-- Given passage --
[R] GLM model vs. GAM model

Thu Oct 28 13:40:56 CEST 2004

For GAMs fitted using mgcv::gam, I think that there's an argument that the 
most self consistent comparison would be based on the GCV/UBRE score for 
the models, since this has usually been used to select the degree of 
smoothness of the GAM model (you can fit the GLM using gam(), so this is 
available for both models). 

As you (and the help files) point out, the p-values produced by anova.gam 
are only approximate, when the models are fitted using penalties on the 
likelihood. There are two issues here, I think. 
 i) The calculations are conditional on the smoothing parameters, which 
   have usually been estimated.
 ii) Given the smoothing parameters, the GAMs are estimated by penalized 
   likelihood maximization, not MLE. 

(ii)is an issue when comparing two or more models using anova.gam, since 
the calculations use the MLE theory based distributional results, but with 
the model degrees of freedom set to the effective degrees of freedom of 
the model. This is not as outrageous as it sounds: the GAM can always be 
re-parameterized using the eigen-vectors of its penalty matrix. This 
parameterization is orthogonal, and has a diagonal penalty matrix with a 
elements that increase rather smoothly and steeply. This tends to mean 
that, for any given smoothing parameter, some model parameters are 
effectively zeroed while some are effectively un-penalized. If all parameters 
were in one of these two categories then using distributional theory for 
un-penalized GLMs, with model degrees of freedom set to the EDF of the GAM 
would be perfectly legitimate. Of course in reality there are almost 
always a number of parameters subject to intermediate amounts of 
penalization. The approach used in anova.gam is effectively saying 
that these are equivalent to a smaller number of unpenalized parameters, 
which can only be an approximation!

Note that single argument calls to anova.gam do not use the MLE based 
results.

-- Data rows --
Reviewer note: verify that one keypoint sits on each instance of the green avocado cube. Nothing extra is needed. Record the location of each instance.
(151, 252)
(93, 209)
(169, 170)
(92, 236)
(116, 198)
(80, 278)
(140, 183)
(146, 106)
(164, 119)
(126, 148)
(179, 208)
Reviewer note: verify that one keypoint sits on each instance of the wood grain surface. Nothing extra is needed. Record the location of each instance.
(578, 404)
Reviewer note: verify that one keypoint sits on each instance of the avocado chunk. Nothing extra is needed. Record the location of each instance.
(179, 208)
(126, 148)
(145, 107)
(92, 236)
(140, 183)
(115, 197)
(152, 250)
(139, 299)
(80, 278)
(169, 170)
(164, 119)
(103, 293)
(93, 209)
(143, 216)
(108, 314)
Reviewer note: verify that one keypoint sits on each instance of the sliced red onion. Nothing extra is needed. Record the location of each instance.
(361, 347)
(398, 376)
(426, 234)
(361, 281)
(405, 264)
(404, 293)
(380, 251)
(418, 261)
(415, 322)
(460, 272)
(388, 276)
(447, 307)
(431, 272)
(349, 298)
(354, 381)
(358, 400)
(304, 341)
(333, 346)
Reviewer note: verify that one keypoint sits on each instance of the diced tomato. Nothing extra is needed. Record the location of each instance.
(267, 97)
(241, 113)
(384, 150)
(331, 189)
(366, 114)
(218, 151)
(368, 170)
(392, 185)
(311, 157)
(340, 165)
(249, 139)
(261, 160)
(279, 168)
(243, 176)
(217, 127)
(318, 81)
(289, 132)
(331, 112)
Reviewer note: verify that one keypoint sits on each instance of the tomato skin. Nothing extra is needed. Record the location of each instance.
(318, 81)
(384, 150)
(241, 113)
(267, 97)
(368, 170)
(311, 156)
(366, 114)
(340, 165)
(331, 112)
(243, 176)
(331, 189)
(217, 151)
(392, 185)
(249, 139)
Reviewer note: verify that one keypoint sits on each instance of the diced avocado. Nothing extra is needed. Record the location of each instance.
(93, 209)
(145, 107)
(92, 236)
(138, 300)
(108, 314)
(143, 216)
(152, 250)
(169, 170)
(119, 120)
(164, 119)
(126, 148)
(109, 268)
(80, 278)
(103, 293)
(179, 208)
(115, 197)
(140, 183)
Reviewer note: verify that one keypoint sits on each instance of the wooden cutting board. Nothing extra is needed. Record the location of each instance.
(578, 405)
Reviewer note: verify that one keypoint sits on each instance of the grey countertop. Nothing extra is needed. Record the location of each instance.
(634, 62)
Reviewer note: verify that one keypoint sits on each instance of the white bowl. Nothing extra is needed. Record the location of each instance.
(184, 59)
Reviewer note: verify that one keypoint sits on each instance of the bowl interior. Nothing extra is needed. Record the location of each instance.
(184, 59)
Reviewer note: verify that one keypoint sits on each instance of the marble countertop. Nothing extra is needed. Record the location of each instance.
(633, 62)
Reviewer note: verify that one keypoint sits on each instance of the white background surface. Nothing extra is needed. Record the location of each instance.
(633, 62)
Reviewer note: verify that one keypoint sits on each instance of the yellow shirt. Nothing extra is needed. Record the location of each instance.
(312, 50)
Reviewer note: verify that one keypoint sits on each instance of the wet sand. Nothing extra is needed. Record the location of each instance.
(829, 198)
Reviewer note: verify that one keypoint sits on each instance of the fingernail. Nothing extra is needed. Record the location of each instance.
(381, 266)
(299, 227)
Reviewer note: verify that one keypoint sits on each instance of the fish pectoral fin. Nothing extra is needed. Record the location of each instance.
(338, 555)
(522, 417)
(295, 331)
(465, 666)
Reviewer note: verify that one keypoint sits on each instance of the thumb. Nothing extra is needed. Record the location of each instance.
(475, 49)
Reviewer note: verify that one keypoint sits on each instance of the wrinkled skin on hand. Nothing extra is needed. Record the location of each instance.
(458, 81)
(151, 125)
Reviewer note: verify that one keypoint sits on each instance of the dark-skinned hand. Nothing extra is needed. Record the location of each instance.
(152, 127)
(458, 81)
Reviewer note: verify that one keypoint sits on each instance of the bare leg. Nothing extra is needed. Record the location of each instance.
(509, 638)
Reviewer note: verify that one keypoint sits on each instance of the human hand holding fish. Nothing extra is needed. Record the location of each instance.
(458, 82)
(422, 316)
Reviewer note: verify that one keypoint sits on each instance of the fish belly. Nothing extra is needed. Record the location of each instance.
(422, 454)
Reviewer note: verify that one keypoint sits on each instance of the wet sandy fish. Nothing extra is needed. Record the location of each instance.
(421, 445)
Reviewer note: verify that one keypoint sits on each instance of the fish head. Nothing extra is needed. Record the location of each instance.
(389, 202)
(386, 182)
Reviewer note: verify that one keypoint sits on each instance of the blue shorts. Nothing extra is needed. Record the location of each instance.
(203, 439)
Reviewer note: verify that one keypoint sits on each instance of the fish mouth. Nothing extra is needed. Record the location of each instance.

-- The tasks --
1: List every all-capital statistical abbreviation used in the body of the post on comparing GLM and GAM models, below its date line.
2: In the post on comparing GLM and GAM models, what do single argument calls to anova.gam not use?
3: Reproduce the passage of the post on comparing GLM and GAM models from "As you (and" up to and including "usually been estimated.".

-- Answers --
1: GAM, GLM, GCV, UBRE, MLE, EDF

2: They do not use the MLE based results.

3:
As you (and the help files) point out, the p-values produced by anova.gam 
are only approximate, when the models are fitted using penalties on the 
likelihood. There are two issues here, I think. 
 i) The calculations are conditional on the smoothing parameters, which 
   have usually been estimated.